| Exercise description |
Please give the data again in full, exactly as provided.

| Recorded information |

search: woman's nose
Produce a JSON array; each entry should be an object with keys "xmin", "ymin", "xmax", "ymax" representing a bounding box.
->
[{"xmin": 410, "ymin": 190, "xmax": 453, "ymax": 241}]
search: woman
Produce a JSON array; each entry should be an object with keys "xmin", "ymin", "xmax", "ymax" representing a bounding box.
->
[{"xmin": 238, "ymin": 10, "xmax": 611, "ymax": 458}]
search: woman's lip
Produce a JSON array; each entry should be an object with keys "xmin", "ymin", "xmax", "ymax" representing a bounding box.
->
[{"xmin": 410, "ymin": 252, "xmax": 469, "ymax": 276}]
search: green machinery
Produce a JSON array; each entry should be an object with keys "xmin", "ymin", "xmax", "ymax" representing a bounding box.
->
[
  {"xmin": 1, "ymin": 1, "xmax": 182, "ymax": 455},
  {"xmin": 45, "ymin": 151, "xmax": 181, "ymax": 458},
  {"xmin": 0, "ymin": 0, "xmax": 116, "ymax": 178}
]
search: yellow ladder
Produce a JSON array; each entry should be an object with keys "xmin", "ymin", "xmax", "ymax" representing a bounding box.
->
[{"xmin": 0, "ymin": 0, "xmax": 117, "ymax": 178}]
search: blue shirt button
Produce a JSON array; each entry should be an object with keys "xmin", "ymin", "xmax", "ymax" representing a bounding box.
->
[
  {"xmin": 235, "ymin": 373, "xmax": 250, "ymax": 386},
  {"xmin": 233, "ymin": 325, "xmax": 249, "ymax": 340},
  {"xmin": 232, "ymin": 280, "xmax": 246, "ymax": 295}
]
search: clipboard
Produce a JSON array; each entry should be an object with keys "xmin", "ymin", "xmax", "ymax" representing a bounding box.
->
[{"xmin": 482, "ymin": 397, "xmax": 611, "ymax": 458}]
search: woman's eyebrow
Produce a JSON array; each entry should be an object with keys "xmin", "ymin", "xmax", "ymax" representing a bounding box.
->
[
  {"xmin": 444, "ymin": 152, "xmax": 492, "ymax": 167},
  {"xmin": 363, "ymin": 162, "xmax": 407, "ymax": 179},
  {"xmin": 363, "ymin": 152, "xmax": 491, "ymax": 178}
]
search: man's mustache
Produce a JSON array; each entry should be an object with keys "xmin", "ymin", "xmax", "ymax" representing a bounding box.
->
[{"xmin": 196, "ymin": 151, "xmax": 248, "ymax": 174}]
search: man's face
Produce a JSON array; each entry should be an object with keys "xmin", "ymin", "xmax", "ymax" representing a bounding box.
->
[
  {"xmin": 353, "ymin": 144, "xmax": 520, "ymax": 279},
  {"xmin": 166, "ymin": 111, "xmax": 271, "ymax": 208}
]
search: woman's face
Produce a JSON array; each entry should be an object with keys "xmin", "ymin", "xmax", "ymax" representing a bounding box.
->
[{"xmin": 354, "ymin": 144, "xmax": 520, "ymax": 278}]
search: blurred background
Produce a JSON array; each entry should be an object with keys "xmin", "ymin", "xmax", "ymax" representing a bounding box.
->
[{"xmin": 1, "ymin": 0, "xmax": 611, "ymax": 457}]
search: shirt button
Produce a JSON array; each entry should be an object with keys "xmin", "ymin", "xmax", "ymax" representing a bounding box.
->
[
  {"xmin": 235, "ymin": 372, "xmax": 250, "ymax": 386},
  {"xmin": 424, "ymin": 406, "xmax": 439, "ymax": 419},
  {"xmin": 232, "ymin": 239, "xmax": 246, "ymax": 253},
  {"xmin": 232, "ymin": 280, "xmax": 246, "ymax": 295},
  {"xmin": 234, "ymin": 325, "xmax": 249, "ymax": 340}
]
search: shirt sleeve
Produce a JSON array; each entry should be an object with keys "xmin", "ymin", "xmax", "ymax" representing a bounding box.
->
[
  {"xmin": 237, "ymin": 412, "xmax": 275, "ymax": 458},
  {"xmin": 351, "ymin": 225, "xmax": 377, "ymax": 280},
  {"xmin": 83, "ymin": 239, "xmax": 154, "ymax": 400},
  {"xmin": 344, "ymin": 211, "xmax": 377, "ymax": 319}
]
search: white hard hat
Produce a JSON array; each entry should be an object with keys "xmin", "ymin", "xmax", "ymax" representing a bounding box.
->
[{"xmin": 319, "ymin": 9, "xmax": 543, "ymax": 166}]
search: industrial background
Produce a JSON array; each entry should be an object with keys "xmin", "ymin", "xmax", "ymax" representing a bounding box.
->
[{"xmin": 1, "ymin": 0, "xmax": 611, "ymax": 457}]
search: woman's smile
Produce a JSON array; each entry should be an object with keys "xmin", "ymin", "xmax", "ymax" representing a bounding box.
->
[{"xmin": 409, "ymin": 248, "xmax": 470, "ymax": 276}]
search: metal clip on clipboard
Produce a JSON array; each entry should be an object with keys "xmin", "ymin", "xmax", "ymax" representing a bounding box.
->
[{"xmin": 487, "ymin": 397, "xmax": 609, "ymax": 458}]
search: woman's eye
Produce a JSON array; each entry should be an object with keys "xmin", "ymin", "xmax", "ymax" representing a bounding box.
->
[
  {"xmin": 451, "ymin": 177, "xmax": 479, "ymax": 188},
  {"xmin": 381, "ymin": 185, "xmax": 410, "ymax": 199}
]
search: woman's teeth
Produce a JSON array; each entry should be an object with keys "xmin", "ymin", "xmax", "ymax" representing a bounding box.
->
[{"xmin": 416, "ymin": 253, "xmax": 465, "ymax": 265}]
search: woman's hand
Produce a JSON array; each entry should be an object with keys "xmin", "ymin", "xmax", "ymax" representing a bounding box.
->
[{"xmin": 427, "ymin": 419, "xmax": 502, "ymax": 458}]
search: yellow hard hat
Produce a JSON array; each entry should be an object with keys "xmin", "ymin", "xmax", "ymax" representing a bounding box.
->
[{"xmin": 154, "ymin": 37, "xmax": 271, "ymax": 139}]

| Task result |
search: woman's nose
Produce a JSON array; each entry should be an object with keys "xmin", "ymin", "xmax", "ymax" representing a bounding box.
->
[{"xmin": 410, "ymin": 190, "xmax": 453, "ymax": 241}]
search: woman
Produce a JSON array; each entry should be an object with keys "xmin", "ymin", "xmax", "ymax" representing a bounding box.
->
[{"xmin": 238, "ymin": 10, "xmax": 611, "ymax": 458}]
search: woman's lip
Produce a JSON array; each entry should be an object with keys "xmin", "ymin", "xmax", "ymax" representing a bounding box.
->
[{"xmin": 410, "ymin": 252, "xmax": 469, "ymax": 276}]
search: green machinery
Produce a JSON array; each entry should be an object with keys "xmin", "ymin", "xmax", "ymax" representing a bounding box.
->
[
  {"xmin": 1, "ymin": 1, "xmax": 182, "ymax": 455},
  {"xmin": 45, "ymin": 151, "xmax": 181, "ymax": 458},
  {"xmin": 0, "ymin": 0, "xmax": 116, "ymax": 178}
]
search: yellow ladder
Produce a JSON array; each entry should be an object with keys "xmin", "ymin", "xmax", "ymax" representing a bounding box.
->
[{"xmin": 0, "ymin": 0, "xmax": 117, "ymax": 178}]
search: blue shirt button
Produce a JSON array; each entry should be an object with keys "xmin", "ymin", "xmax", "ymax" representing a bounding box.
->
[
  {"xmin": 235, "ymin": 373, "xmax": 250, "ymax": 386},
  {"xmin": 233, "ymin": 325, "xmax": 249, "ymax": 340},
  {"xmin": 232, "ymin": 280, "xmax": 246, "ymax": 295}
]
search: clipboard
Produce a JSON array; each entry should be an object with keys "xmin", "ymin", "xmax", "ymax" representing a bounding box.
->
[{"xmin": 482, "ymin": 397, "xmax": 611, "ymax": 458}]
search: woman's eyebrow
Produce a JSON array; each entry should be an object with keys "xmin", "ymin", "xmax", "ymax" representing a bounding box.
->
[
  {"xmin": 444, "ymin": 152, "xmax": 492, "ymax": 167},
  {"xmin": 363, "ymin": 162, "xmax": 407, "ymax": 179},
  {"xmin": 363, "ymin": 152, "xmax": 491, "ymax": 178}
]
search: man's mustache
Produce a JSON array; each entry should be an object with keys "xmin", "ymin", "xmax", "ymax" representing a bounding box.
->
[{"xmin": 196, "ymin": 151, "xmax": 248, "ymax": 174}]
search: man's face
Produce a JSON array; each entry should be an object with keys "xmin", "ymin", "xmax", "ymax" representing a bounding box.
->
[
  {"xmin": 353, "ymin": 144, "xmax": 520, "ymax": 279},
  {"xmin": 166, "ymin": 111, "xmax": 271, "ymax": 208}
]
search: woman's face
Produce a JSON array; each entry should be an object with keys "xmin", "ymin", "xmax", "ymax" representing a bounding box.
->
[{"xmin": 354, "ymin": 144, "xmax": 520, "ymax": 278}]
search: blurred background
Produce a JSON array; each entry should be an object with keys "xmin", "ymin", "xmax", "ymax" representing a bounding box.
->
[{"xmin": 1, "ymin": 0, "xmax": 611, "ymax": 457}]
search: shirt button
Produce a JSON array; each entry should be an object with keys "xmin", "ymin", "xmax", "ymax" representing a bounding box.
->
[
  {"xmin": 235, "ymin": 372, "xmax": 250, "ymax": 386},
  {"xmin": 424, "ymin": 406, "xmax": 439, "ymax": 419},
  {"xmin": 232, "ymin": 239, "xmax": 246, "ymax": 253},
  {"xmin": 232, "ymin": 280, "xmax": 246, "ymax": 295},
  {"xmin": 234, "ymin": 325, "xmax": 249, "ymax": 340}
]
search: shirt sleeve
Produce a JSON array; each entry should be an object with keys "xmin", "ymin", "xmax", "ymax" representing a bounding box.
->
[
  {"xmin": 237, "ymin": 412, "xmax": 275, "ymax": 458},
  {"xmin": 351, "ymin": 225, "xmax": 377, "ymax": 280},
  {"xmin": 83, "ymin": 239, "xmax": 154, "ymax": 400},
  {"xmin": 344, "ymin": 211, "xmax": 377, "ymax": 319}
]
search: white hard hat
Produce a JSON array; each entry should be an object with keys "xmin", "ymin", "xmax", "ymax" representing a bounding box.
->
[{"xmin": 319, "ymin": 9, "xmax": 543, "ymax": 166}]
search: industrial background
Produce a JSON array; each entry should be an object with keys "xmin", "ymin", "xmax", "ymax" representing a bounding box.
->
[{"xmin": 1, "ymin": 0, "xmax": 611, "ymax": 457}]
search: woman's smile
Produce a JSON array; each entry should be an object with keys "xmin", "ymin", "xmax", "ymax" representing a bounding box.
->
[{"xmin": 409, "ymin": 248, "xmax": 470, "ymax": 276}]
search: metal clip on clipboard
Produce a JSON array; each entry should be an object with keys "xmin", "ymin", "xmax", "ymax" representing a bounding box.
->
[{"xmin": 487, "ymin": 397, "xmax": 609, "ymax": 458}]
search: woman's eye
Produce a JSON array; each entry should be an object with keys "xmin", "ymin", "xmax", "ymax" representing a bounding box.
->
[
  {"xmin": 451, "ymin": 177, "xmax": 479, "ymax": 188},
  {"xmin": 381, "ymin": 185, "xmax": 410, "ymax": 199}
]
search: woman's teeth
Produce a JSON array; each entry should be an object with keys "xmin", "ymin", "xmax", "ymax" representing a bounding box.
->
[{"xmin": 416, "ymin": 253, "xmax": 465, "ymax": 265}]
search: woman's hand
Produce a JSON array; each entry should be an object with keys "xmin", "ymin", "xmax", "ymax" representing a bounding box.
->
[{"xmin": 427, "ymin": 419, "xmax": 502, "ymax": 458}]
search: yellow hard hat
Produce a JSON array; each entry should be an object with keys "xmin", "ymin", "xmax", "ymax" representing a bounding box.
->
[{"xmin": 154, "ymin": 37, "xmax": 271, "ymax": 139}]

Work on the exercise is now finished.